_EXERCISE PROMPT_: Would you please output the records exactly as they appear below?

Point localization data
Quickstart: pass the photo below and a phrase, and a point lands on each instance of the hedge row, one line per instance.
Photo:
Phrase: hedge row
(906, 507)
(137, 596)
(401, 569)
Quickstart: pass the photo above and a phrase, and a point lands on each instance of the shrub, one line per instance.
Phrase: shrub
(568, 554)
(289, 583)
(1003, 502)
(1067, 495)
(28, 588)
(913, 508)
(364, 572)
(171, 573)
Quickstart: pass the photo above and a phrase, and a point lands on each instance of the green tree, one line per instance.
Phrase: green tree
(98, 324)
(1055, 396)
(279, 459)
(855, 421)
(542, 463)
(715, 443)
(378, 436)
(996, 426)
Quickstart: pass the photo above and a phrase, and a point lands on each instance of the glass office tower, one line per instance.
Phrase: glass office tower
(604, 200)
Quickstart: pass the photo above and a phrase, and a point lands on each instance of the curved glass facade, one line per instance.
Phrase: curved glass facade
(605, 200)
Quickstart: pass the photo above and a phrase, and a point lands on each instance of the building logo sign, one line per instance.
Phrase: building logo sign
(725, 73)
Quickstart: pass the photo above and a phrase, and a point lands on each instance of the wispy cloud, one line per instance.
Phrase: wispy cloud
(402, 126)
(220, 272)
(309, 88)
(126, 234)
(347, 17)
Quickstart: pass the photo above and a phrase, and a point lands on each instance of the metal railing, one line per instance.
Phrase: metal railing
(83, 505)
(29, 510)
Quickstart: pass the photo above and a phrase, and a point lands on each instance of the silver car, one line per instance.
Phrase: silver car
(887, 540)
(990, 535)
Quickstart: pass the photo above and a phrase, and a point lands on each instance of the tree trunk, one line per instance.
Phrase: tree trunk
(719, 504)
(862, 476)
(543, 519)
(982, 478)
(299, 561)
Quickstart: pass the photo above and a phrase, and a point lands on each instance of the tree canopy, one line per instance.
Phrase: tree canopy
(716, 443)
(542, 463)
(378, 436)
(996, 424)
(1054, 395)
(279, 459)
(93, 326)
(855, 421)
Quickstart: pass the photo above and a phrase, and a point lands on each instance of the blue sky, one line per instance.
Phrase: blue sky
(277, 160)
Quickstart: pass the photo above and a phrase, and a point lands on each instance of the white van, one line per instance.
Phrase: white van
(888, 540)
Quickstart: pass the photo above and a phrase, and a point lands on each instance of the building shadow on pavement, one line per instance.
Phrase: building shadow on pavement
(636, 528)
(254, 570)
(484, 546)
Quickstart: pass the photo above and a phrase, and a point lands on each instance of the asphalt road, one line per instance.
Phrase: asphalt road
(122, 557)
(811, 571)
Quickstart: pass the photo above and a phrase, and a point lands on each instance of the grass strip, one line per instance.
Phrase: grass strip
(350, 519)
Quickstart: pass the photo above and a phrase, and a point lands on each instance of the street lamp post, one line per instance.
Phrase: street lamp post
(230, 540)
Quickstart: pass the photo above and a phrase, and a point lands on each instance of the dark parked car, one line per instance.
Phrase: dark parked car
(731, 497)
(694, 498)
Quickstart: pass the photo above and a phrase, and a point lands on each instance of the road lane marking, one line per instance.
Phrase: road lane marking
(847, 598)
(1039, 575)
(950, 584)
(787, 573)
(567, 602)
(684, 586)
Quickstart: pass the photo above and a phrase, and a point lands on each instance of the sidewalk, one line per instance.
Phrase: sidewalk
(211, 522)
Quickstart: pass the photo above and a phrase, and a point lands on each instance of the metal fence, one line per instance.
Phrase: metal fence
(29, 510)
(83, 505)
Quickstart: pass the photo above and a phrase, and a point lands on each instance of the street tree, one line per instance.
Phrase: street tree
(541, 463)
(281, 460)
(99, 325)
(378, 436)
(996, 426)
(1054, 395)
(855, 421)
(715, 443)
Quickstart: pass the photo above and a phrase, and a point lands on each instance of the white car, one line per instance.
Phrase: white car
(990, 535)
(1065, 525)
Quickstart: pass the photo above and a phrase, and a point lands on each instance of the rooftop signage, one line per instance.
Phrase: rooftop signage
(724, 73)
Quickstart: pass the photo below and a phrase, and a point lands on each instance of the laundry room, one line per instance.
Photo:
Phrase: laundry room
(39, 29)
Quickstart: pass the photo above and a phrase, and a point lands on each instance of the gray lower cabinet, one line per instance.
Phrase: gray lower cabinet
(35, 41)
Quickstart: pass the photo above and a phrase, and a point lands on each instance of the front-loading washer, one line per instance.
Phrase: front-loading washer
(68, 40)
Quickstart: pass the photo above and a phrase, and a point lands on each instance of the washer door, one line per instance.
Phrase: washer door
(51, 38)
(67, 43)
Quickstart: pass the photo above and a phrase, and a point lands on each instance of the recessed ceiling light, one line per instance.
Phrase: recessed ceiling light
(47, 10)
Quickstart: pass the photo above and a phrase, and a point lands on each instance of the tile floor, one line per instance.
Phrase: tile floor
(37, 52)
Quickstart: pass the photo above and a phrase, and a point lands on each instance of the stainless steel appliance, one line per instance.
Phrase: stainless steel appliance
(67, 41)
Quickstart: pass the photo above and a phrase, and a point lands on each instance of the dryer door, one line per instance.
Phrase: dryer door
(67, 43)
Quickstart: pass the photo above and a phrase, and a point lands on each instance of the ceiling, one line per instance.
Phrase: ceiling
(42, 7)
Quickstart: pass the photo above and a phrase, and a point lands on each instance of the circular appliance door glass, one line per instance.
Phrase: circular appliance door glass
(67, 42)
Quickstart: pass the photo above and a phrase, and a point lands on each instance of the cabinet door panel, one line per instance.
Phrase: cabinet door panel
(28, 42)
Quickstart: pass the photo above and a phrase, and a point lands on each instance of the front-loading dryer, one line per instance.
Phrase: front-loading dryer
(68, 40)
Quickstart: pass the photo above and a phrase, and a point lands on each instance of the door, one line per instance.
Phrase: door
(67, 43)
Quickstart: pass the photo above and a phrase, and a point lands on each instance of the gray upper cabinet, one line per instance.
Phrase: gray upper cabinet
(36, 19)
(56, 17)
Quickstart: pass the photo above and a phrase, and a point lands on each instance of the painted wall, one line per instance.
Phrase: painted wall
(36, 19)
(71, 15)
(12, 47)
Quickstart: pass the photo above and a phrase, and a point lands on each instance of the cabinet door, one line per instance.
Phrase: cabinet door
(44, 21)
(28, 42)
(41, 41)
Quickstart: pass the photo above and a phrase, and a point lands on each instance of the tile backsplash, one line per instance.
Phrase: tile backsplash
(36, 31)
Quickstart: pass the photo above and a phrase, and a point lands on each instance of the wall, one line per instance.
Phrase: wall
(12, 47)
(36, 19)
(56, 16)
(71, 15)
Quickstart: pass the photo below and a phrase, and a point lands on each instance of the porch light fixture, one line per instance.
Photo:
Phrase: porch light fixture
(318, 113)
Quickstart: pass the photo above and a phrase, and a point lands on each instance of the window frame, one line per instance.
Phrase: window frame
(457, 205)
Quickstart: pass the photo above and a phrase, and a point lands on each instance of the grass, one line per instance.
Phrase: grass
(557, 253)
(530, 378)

_EXERCISE RESULT_:
Quickstart: pass the photo below and a phrase, and a point lands on each instance of the hedge row, one line per instance.
Photo:
Phrase: hedge row
(906, 507)
(137, 596)
(401, 569)
Quickstart: pass the photo above and a phrase, and a point lands on each instance of the shrub, one line per instance.
Phrase: shrub
(568, 554)
(289, 583)
(1003, 502)
(1067, 495)
(28, 588)
(913, 508)
(364, 572)
(171, 573)
Quickstart: pass the photo above and a phrase, and a point lands on each instance of the green tree, one line per instance.
Phrase: green tree
(98, 324)
(1055, 396)
(279, 459)
(855, 421)
(542, 463)
(715, 443)
(378, 436)
(996, 426)
Quickstart: pass the photo above and a phrase, and a point lands on each instance of the glass office tower, one line per instance.
Phrase: glass office tower
(604, 200)
Quickstart: pass the photo above and a phrase, and a point lands on each instance of the curved glass facade, one line per instance.
Phrase: curved glass facade
(605, 200)
Quickstart: pass the photo above and a phrase, and a point lands on each instance of the building logo sign, one line per instance.
Phrase: building logo sign
(725, 73)
Quickstart: pass the photo above and a phrase, and a point lands on each instance of the wispy cloud, one line per instance.
Phrase: wispy cloud
(402, 126)
(220, 272)
(309, 88)
(126, 234)
(347, 17)
Quickstart: pass the photo above and a phrase, and a point lands on each instance of the metal railing, one line per instance.
Phrase: metal railing
(83, 505)
(29, 510)
Quickstart: pass the photo above and a phrase, and a point lands on each instance of the silver car, one line per instance.
Phrase: silver car
(887, 540)
(990, 535)
Quickstart: pass the photo above and a phrase, and a point lands on each instance of the tree trunk, one line per instance.
Phrase: tree trunk
(719, 504)
(862, 476)
(543, 519)
(982, 478)
(299, 561)
Quickstart: pass the photo above and a phrase, and a point lands on each instance of the tree canopy, one line per instance.
Phrase: tree canopy
(716, 443)
(542, 463)
(378, 436)
(996, 424)
(1054, 395)
(279, 459)
(93, 326)
(855, 421)
Quickstart: pass the photo above and a phrase, and a point lands on each instance of the blue sky, one line per instance.
Phrase: blue sky
(277, 160)
Quickstart: pass the photo above and a phrase, and a point lands on each instance of the white van, one line per instance.
Phrase: white van
(888, 540)
Quickstart: pass the photo above and a phrase, and a point lands on each instance of the building shadow on pavement, one line per instance.
Phrase: building shadow on pavement
(636, 528)
(254, 570)
(484, 546)
Quickstart: pass the photo above and a phrase, and a point lands on each instance of the asphalt road, one line per instance.
Phrase: asphalt road
(122, 557)
(811, 571)
Quickstart: pass the photo above and a phrase, and a point lands on each instance of the grass strip, one line per instance.
Phrase: grass strip
(350, 519)
Quickstart: pass the photo above and a phrase, and a point lands on each instance of the street lamp post, one line per instance.
Phrase: street lamp post
(230, 540)
Quickstart: pass the photo above and a phrase, and a point lands on each instance of the dark parked car, one line per instance.
Phrase: dark parked car
(731, 497)
(694, 498)
Quickstart: pass the photo above and a phrase, and a point lands on each instance of the road lane marking, one line per instance.
Phrase: road lane marking
(847, 598)
(1039, 575)
(950, 584)
(787, 573)
(567, 602)
(684, 586)
Quickstart: pass the photo above and a phrase, and a point lands on each instance of the sidewalk, one line per instance.
Phrase: sidewalk
(211, 522)
Quickstart: pass the photo above and a phrase, and a point lands on each instance of the metal fence, one line per instance.
Phrase: metal fence
(29, 510)
(83, 505)
Quickstart: pass the photo above and a phrase, and a point lands on each instance of the street tree, one line per instance.
Phrase: street tree
(541, 463)
(281, 460)
(99, 325)
(378, 436)
(996, 426)
(1054, 395)
(855, 421)
(715, 443)
Quickstart: pass the photo above and a phrase, and a point lands on each instance of the white car, one line per instance.
Phrase: white car
(990, 535)
(1065, 525)
Quickstart: pass the photo above and a phrase, and a point lands on each instance of the rooftop signage, one line per instance.
Phrase: rooftop signage
(724, 73)
Quickstart: pass the photo below and a phrase, and a point lands on each instance of the laundry room, one line per instance.
Photo:
Phrase: laundry room
(39, 29)
Quickstart: pass the photo above and a phrase, and a point lands on each instance of the gray lower cabinet, one line per instance.
Phrase: gray lower cabinet
(35, 41)
Quickstart: pass the photo above and a phrase, and a point lands on each instance of the front-loading washer, one line per instance.
Phrase: front-loading washer
(68, 40)
Quickstart: pass the photo above and a phrase, and a point lands on each instance of the washer door, one line per instance.
Phrase: washer door
(51, 38)
(67, 43)
Quickstart: pass the photo above and a phrase, and a point lands on each instance of the recessed ceiling light, one line per instance.
Phrase: recessed ceiling light
(47, 10)
Quickstart: pass the photo above and a phrase, and a point lands on each instance of the tile floor, one line per instance.
Phrase: tile floor
(37, 52)
Quickstart: pass the photo above and a phrase, and a point lands on each instance of the stainless steel appliance, one line per instance.
Phrase: stainless steel appliance
(67, 41)
Quickstart: pass the photo above and a phrase, and a point lands on each instance of the dryer door, one line per instance.
Phrase: dryer door
(67, 43)
Quickstart: pass the photo above and a phrase, and a point lands on each instance of the ceiling, one line per instance.
Phrase: ceiling
(42, 7)
Quickstart: pass the photo above and a phrase, and a point lands on each instance of the circular appliance door glass, one line per instance.
Phrase: circular appliance door glass
(67, 42)
Quickstart: pass the photo above and a phrase, and a point lands on each instance of the cabinet door panel, one line per instance.
Phrase: cabinet door panel
(28, 42)
Quickstart: pass the photo above and a phrase, and a point lands on each instance of the front-loading dryer, one line per instance.
Phrase: front-loading dryer
(68, 40)
Quickstart: pass the photo above and a phrase, and a point lands on each instance of the door, one line per instance.
Phrase: door
(67, 43)
Quickstart: pass the photo above and a phrase, and a point lands on each instance of the gray upper cabinet, one line per instance.
Phrase: gray upper cabinet
(36, 19)
(56, 17)
Quickstart: pass the photo above and a phrase, and a point lands on each instance of the painted wall, one line per instance.
Phrase: painted wall
(36, 19)
(71, 15)
(12, 47)
Quickstart: pass the photo above and a phrase, and a point lands on each instance of the cabinet door, one line per instance.
Phrase: cabinet door
(44, 21)
(28, 42)
(41, 41)
Quickstart: pass the photo above and a phrase, and a point lands on each instance of the tile backsplash, one line per instance.
Phrase: tile backsplash
(36, 31)
Quickstart: pass the photo above and a phrase, and a point lands on each instance of the wall, one line per instance.
Phrase: wall
(12, 47)
(36, 19)
(56, 16)
(71, 15)
Quickstart: pass the photo below and a phrase, and a point lands on each instance of the porch light fixture, one line per instance.
Photo:
Phrase: porch light fixture
(318, 113)
Quickstart: pass the photo above and a phrase, and a point lands on each instance of the window frame, one line per instance.
Phrase: window frame
(457, 205)
Quickstart: pass the photo above and a phrase, and a point lands on each instance of the grass, one line per instance.
Phrase: grass
(557, 253)
(530, 378)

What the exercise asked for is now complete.